## START
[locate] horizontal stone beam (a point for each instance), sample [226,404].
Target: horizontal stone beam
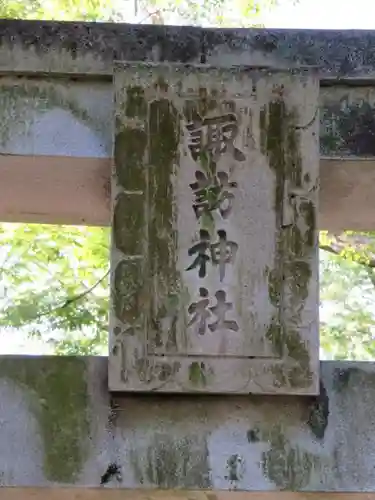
[53,493]
[89,49]
[75,190]
[61,427]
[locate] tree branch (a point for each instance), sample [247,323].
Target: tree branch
[73,299]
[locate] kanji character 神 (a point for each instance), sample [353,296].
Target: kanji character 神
[223,252]
[201,248]
[220,311]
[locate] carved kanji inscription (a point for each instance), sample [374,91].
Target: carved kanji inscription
[219,261]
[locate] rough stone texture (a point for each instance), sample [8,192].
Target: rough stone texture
[91,48]
[47,116]
[250,442]
[214,253]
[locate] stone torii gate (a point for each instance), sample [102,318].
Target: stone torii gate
[64,422]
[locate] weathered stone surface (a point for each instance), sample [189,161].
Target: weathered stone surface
[218,229]
[250,442]
[91,48]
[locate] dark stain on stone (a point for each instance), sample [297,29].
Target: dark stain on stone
[253,435]
[319,413]
[130,147]
[113,471]
[129,223]
[341,377]
[232,466]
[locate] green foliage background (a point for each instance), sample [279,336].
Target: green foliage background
[54,279]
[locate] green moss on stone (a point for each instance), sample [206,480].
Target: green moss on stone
[287,466]
[129,223]
[170,462]
[164,138]
[279,141]
[197,374]
[128,281]
[130,147]
[56,391]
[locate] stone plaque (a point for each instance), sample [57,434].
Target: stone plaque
[214,261]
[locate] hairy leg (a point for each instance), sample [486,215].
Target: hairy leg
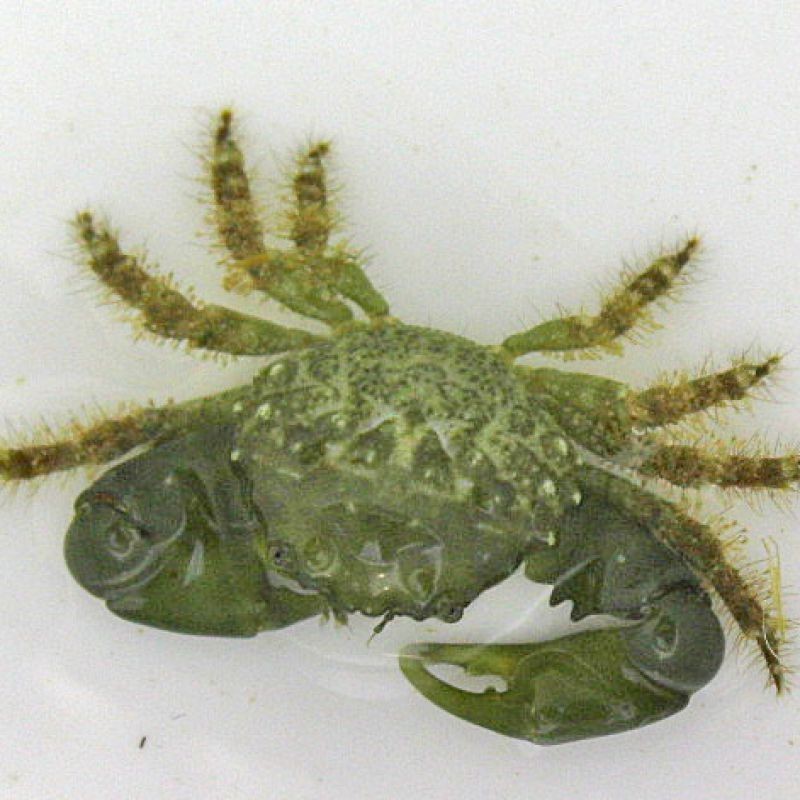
## END
— What to do —
Copy every entry above word for word, leaving the pictures out.

— Expected answer —
[locate] horizontal stone beam (a point for each instance), sample [226,404].
Target: horizontal stone beam
[53,493]
[89,49]
[75,190]
[61,427]
[locate] tree branch (a point for each instance), sample [247,323].
Target: tree branch
[73,299]
[locate] kanji character 神 (a point for each instance), sample [353,296].
Target: kanji character 神
[223,252]
[201,248]
[220,311]
[locate] carved kanji inscription (a point for each instance), sample [374,91].
Target: carved kanji inscription
[219,261]
[locate] rough stone texture (a point for each instance), sample [8,192].
Target: rough stone texture
[91,48]
[47,116]
[250,442]
[214,253]
[locate] stone torii gate (a point for each instance), sample [102,318].
Target: stone torii gate
[64,422]
[locate] weathered stone surface (a point for each instance), sample [189,161].
Target: weathered stone surface
[218,229]
[250,442]
[91,48]
[locate] dark stain on stone (a point for each instance), sample [297,29].
Target: dark stain on stone
[253,435]
[319,413]
[130,147]
[113,471]
[129,223]
[341,377]
[232,466]
[locate] green foliage background (a point for each instance), sample [279,336].
Target: green foliage background
[54,279]
[locate] green moss on stone (a point for each instance), sample [206,480].
Target: green moss on stone
[287,466]
[129,223]
[170,462]
[164,138]
[279,141]
[197,374]
[128,281]
[130,147]
[56,391]
[locate] stone plaque (a point for each instance), sample [57,434].
Target: stone plaque
[214,261]
[locate] hairy leg (a point for each instance), sample [486,215].
Target: hairy leg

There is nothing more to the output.